PROMPT —
Will you restate verbatim the lines running from the line with "Target: village in valley" to the end of the data, leaving out everything else?
═════ ENTRIES SUPPLIED
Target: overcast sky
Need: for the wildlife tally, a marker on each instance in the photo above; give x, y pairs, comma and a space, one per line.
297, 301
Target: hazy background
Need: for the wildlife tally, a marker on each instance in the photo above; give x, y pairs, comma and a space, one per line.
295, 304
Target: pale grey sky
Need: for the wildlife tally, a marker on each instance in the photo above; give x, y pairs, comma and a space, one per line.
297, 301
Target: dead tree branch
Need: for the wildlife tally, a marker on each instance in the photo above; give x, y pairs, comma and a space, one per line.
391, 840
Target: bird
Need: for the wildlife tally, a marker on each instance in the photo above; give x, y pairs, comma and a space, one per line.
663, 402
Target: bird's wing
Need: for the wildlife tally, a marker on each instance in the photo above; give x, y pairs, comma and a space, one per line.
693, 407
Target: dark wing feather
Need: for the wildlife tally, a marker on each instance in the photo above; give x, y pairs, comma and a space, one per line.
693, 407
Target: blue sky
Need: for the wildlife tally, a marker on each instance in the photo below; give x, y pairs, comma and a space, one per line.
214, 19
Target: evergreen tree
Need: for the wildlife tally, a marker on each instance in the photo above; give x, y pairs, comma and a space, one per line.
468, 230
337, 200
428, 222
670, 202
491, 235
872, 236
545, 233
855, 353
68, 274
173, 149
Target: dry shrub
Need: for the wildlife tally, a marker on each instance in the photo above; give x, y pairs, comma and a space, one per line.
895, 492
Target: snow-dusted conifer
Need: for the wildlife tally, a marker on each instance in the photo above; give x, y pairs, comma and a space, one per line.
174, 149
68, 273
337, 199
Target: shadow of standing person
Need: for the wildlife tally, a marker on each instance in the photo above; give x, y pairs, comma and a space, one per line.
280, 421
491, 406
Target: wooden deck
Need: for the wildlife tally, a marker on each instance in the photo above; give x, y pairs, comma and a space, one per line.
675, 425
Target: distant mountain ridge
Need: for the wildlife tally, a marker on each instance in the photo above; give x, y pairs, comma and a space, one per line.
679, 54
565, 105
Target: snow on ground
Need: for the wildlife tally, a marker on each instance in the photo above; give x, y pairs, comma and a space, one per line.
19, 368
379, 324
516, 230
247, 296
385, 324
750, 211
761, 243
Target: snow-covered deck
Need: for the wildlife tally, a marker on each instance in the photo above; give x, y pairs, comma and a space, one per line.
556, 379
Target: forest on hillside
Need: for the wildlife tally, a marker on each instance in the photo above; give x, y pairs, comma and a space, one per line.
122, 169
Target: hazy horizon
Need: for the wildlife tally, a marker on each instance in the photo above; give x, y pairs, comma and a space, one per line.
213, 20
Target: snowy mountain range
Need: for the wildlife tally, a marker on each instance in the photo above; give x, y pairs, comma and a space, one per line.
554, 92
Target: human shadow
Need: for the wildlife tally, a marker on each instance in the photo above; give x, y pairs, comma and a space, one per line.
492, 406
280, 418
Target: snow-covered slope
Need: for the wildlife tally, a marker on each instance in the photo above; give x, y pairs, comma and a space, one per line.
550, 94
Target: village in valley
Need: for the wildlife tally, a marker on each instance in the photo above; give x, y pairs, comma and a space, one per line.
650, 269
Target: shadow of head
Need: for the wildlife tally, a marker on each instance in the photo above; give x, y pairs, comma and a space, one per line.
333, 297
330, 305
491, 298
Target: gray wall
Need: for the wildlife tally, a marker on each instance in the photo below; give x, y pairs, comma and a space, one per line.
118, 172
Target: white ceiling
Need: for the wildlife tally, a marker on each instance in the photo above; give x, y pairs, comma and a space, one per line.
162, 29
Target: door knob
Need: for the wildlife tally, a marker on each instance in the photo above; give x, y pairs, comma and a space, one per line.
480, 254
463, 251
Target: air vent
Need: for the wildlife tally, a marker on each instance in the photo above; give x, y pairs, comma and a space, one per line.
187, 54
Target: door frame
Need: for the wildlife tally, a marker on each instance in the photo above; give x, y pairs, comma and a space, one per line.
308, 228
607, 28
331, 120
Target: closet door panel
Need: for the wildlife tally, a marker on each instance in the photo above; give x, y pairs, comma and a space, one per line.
══════════
RIGHT ANSWER —
Target: village in valley
Need: for the wildlife tally, a marker on each instance in the photo above; give x, y pairs, comma and a space, one per line.
650, 269
Target: shadow of head
Need: for the wildlife tally, a marker on each instance in the photo above; give x, y pairs, comma and a space, one per line.
333, 297
330, 305
491, 298
Target: gray wall
Need: for the wildlife tally, a marker on each instance in the photo below; give x, y pairs, comma and a space, one per line.
118, 172
Target: white ceiling
Need: for the wildlife tally, a marker on each instance in the photo above; give x, y pairs, comma and a space, one per line.
162, 29
Target: door knob
Need: for the wildlife tally, a marker on each instance in the photo above; give x, y pairs, comma and a space, one per line.
480, 254
463, 251
Target: air vent
Need: for the wildlife tally, a marker on each instance in the photo above; give x, y pairs, comma and a space, one per line.
187, 54
Target: door frame
Need: for the wildlife tally, a marker on each instance in the photo above; give x, y pairs, comma and a space, one per line.
308, 228
607, 28
331, 120
Target: closet door panel
Need: for the wildlife tally, a marker on each instance in the photo above; give x, y pairs, comma and a space, one per line.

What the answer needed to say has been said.